== Given entries ==
## Start

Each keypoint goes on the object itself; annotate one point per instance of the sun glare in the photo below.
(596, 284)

## End
## Start

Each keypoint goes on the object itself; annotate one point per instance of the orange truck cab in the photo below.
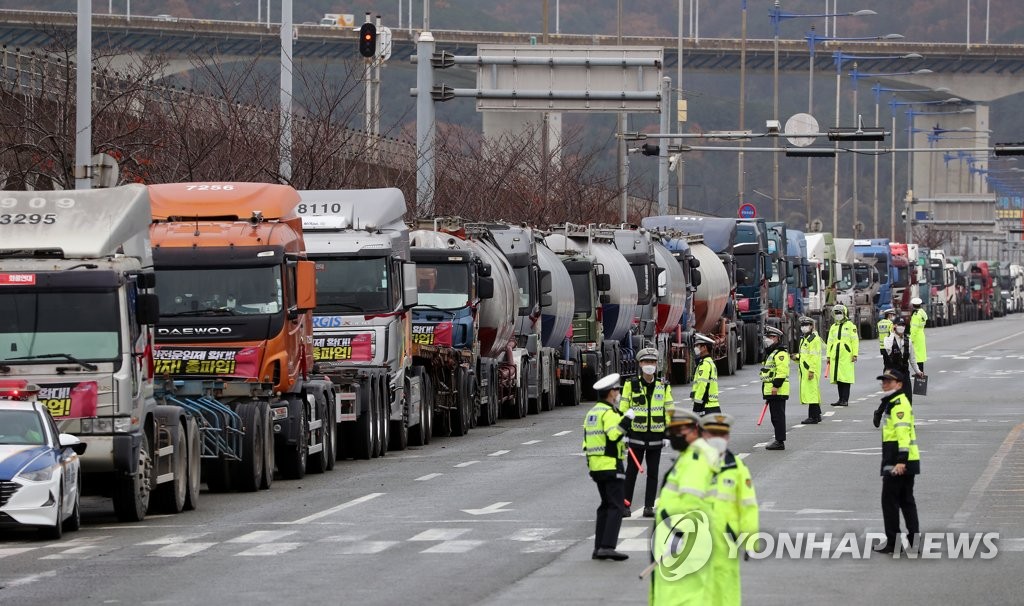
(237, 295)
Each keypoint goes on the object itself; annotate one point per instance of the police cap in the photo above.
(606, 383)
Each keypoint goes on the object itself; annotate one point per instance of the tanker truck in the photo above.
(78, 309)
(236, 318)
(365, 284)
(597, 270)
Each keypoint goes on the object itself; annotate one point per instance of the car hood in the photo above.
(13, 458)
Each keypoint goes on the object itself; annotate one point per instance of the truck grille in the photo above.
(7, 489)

## End

Extract each line of the records containing the word "above". Matching is case-sensitive.

== Solution to this task ==
Each keypoint goes on the object itself; annotate one point per instance of the police cap in the photo above.
Each keypoint goes on the object itself; annotate one point per instance of the tanker truck in the photo above.
Each keypoint goes on the object itself; annotate one point per instance of the car hood in the photo above.
Each keypoint goes on the object itself; annotate one point per instance of the truck grille in the photo above.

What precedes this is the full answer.